Photo-based referring expression data:
****************************************

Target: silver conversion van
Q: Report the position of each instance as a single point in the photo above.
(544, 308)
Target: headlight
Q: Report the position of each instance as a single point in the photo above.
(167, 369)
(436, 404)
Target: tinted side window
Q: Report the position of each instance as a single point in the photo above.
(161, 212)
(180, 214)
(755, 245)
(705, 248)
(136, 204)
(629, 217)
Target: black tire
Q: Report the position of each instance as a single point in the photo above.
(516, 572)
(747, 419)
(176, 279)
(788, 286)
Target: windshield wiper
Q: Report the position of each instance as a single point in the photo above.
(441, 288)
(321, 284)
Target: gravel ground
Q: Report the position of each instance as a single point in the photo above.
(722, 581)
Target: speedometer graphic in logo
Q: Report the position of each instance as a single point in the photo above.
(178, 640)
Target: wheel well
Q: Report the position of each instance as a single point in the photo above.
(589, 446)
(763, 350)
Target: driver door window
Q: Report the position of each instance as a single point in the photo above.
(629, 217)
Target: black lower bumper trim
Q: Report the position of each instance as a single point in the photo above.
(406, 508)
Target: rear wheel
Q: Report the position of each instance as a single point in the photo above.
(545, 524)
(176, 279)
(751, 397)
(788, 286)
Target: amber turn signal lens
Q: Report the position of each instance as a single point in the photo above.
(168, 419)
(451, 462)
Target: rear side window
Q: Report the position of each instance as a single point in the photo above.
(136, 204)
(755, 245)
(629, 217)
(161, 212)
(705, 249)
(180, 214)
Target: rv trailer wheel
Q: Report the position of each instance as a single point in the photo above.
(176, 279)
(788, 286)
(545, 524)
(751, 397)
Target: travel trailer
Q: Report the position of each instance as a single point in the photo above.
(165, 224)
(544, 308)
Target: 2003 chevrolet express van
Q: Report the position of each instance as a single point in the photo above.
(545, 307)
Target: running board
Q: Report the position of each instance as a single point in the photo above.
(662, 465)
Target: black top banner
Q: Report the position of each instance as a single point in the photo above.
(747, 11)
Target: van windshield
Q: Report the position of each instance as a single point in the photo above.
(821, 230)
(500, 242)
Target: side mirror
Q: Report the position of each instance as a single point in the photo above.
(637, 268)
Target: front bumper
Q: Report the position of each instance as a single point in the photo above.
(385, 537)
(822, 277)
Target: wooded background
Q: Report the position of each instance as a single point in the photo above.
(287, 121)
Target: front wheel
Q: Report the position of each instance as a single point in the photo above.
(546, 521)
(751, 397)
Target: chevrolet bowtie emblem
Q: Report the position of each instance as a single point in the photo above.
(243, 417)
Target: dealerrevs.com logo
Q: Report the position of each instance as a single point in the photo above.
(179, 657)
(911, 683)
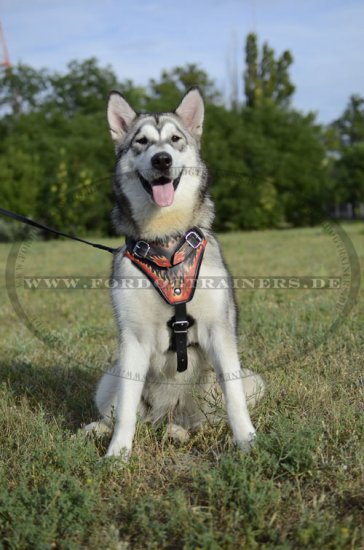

****************************************

> Problem description
Scan the data above, please, and give the number of lines where the word "chevrolet" occurs, with no further text.

> Output for this task
2